- AIM OF THE EXERCISE: Continue the text on planning the Independence Eve Celebration fireworks, starting right after its last sentence.

- TEXT FOR ANALYSIS:
Planning for each year’s Independence Eve Celebration fireworks is a major task and begins not weeks before the fireworks, but months. The planning process is a collaborative effort among numerous individuals and organizations throughout the city. A lot of people are curious about what goes on behind the scenes to make the fireworks happen, so we thought we’d shed a little light on that.

A critical part of the planning is meeting with representatives from Pyro Shows, the company that designs our show and provides the pyrotechnics. During these discussions, we put together a plan for a unique display each year. The types and sizes of fireworks are decided on, including those with special colors, shapes, and effects.

Pyro Shows has competed in prestigious international competitions around the world, from Stockholm, Sweden to Abu Dhabi in the United Arab Emirates. They won first place in the North American Fireworks Competition in Norfolk, Virginia, and have provided the 4th of July fireworks at the Washington Monument in Washington, D.C. 13 times since 1995.

[Natural-language object grounding data]
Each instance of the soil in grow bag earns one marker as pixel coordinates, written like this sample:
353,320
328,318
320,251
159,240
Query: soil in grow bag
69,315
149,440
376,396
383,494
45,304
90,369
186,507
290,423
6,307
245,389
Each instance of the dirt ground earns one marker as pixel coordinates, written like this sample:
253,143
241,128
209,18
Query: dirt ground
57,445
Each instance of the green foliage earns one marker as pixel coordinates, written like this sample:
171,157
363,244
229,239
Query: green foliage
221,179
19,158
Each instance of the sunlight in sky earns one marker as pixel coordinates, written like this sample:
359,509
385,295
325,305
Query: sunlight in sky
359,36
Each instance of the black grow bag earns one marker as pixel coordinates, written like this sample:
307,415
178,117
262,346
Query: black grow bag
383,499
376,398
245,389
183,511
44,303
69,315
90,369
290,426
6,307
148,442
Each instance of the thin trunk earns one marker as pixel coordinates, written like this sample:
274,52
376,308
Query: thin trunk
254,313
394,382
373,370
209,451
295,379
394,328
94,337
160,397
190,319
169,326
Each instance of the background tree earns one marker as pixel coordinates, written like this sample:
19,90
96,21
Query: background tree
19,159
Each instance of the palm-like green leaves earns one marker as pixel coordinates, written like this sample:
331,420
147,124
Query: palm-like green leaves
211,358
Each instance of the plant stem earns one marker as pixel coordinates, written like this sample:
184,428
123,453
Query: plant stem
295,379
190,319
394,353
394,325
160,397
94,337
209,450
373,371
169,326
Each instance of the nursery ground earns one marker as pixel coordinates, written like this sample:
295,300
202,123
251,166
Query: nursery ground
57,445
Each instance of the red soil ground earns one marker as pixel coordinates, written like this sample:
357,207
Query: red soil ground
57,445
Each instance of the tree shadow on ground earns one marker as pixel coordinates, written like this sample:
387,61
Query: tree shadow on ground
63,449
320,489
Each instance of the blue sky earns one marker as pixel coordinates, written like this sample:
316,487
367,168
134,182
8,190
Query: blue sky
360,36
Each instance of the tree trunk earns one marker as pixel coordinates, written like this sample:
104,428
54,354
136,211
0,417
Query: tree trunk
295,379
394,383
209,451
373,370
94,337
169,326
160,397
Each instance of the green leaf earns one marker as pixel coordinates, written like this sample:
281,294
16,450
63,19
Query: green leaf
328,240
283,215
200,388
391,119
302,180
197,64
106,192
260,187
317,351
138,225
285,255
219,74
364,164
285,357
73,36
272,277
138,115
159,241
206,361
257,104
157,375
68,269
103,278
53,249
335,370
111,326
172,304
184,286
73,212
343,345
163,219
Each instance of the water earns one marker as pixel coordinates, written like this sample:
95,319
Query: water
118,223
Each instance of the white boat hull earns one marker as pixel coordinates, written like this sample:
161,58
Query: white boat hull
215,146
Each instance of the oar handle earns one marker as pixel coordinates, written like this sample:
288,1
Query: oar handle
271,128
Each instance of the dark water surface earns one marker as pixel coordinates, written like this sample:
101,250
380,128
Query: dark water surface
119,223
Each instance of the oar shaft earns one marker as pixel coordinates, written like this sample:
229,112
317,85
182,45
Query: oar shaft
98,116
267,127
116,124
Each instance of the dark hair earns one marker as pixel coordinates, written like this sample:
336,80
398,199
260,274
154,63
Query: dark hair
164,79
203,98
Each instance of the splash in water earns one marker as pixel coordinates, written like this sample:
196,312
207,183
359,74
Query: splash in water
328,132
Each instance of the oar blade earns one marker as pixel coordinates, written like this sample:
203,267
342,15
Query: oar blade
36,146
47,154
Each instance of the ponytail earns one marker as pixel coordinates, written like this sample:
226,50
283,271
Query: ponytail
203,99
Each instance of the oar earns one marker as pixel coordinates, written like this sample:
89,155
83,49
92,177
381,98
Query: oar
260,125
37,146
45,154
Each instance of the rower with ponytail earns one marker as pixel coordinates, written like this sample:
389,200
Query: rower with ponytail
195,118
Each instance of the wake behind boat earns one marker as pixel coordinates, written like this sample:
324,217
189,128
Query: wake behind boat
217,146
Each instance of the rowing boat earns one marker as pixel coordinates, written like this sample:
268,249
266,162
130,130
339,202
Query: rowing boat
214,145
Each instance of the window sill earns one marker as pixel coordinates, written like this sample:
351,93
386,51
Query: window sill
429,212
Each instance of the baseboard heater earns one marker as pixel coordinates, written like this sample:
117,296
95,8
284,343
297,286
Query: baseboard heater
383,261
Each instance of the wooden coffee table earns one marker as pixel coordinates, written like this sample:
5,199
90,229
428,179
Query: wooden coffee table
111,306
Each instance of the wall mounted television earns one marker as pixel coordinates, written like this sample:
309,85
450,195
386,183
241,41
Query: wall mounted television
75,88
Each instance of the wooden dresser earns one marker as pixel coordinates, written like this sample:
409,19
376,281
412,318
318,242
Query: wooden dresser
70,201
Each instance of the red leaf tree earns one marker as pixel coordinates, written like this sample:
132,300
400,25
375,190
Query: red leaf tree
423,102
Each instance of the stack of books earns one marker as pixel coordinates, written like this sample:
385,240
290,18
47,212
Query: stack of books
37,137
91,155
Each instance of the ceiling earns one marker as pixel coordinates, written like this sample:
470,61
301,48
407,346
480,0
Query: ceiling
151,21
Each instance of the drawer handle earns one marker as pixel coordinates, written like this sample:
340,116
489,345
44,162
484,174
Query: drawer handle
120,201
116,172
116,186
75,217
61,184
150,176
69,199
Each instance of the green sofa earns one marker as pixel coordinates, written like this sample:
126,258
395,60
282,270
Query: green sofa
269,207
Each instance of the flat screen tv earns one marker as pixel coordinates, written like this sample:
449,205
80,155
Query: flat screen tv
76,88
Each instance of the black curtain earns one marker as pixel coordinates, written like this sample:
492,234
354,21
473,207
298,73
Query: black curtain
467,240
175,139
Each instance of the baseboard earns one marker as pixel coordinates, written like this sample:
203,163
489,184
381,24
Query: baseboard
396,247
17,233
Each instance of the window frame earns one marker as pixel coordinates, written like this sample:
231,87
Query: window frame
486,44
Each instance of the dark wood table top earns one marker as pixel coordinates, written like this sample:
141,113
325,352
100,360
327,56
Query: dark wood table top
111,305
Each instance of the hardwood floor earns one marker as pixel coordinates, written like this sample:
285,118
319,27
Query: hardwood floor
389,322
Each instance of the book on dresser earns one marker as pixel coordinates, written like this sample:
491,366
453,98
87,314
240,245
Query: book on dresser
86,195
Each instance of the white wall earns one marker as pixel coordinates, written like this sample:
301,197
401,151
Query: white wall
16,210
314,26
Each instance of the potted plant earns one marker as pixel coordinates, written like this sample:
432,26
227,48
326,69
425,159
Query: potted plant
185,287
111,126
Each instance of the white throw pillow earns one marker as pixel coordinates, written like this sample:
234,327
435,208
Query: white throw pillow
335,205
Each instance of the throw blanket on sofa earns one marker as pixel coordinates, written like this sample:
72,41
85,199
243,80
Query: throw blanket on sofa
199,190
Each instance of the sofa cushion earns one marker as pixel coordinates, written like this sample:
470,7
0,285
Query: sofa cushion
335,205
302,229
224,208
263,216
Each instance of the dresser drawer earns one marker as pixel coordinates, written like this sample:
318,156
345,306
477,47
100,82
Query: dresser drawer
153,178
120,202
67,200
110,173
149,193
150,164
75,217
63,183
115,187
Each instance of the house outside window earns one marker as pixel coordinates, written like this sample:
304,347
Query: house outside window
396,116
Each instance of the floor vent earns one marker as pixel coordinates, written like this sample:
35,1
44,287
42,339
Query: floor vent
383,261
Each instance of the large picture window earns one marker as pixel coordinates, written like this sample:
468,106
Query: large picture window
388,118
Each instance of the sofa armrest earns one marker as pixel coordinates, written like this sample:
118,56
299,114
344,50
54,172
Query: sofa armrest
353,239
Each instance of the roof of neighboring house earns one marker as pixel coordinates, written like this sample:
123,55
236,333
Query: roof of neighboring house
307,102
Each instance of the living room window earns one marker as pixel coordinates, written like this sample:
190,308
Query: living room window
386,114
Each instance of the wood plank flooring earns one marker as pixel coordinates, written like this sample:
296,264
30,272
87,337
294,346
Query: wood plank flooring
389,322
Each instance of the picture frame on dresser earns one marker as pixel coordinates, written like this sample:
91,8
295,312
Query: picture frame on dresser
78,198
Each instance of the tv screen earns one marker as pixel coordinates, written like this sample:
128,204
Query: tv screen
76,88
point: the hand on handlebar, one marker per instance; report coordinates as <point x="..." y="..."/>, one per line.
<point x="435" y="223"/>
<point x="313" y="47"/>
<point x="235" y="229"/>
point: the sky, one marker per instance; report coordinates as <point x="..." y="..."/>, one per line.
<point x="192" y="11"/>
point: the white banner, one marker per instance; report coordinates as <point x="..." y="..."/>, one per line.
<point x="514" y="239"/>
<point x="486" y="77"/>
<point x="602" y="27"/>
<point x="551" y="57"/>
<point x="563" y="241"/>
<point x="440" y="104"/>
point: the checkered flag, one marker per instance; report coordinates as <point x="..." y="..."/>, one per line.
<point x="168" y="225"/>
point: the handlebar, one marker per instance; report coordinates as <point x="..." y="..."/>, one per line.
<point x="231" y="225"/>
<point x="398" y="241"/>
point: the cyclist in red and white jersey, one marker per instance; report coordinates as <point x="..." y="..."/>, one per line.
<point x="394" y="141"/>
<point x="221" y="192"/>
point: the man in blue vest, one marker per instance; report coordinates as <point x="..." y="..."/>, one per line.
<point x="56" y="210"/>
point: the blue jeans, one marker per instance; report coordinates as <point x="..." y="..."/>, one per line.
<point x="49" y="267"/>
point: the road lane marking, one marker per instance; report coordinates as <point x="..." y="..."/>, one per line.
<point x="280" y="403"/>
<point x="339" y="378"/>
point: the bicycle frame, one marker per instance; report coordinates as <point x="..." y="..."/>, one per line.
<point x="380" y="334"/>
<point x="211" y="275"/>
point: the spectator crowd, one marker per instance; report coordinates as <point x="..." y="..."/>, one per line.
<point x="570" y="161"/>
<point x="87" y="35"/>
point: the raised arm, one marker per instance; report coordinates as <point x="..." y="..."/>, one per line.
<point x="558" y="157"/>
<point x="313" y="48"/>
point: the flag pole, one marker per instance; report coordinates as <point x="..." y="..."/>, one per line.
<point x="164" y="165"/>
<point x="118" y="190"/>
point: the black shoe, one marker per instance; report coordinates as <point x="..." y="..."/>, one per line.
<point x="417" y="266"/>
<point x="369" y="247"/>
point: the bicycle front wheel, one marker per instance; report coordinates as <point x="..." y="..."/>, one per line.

- SOLVED PROBLEM:
We’ve been fortunate to have forged a relationship with Pyro Shows staff which has resulted in significant discounts. This makes it possible to provide an extremely high-quality show on a small town budget. “Also, due to our incredible sponsors, we’re able to upgrade our fireworks each year,” said Main Street Board Chair Jim Bachrach, “Each year we try to add something new and different to the show to make it better than the year before.”

We also work with Pyro Shows months in advance on the patriotic soundtrack that accompanies the show. These always begin with a medley of popular songs, and then include more traditional pieces performed by the U.S. Air Force Band.

Two special clearances are required due to the explosive nature of the fireworks. Approval to bring the truckload of pyrotechnics into the city is required from the U.S. Department of Homeland Security as part of the process. In addition, we must receive official clearance from the U.S. Coast Guard in order to position the fireworks barge in the Intracoastal Waterway.

Two days before the event, Fonda Davis and his crew come together to build the framing for the fireworks on the barge loaned to us by Tommy Ward of 13 Mile Seafood. These volunteers spend an entire day on the barge constructing wooden racks that match the specific characteristics of the show.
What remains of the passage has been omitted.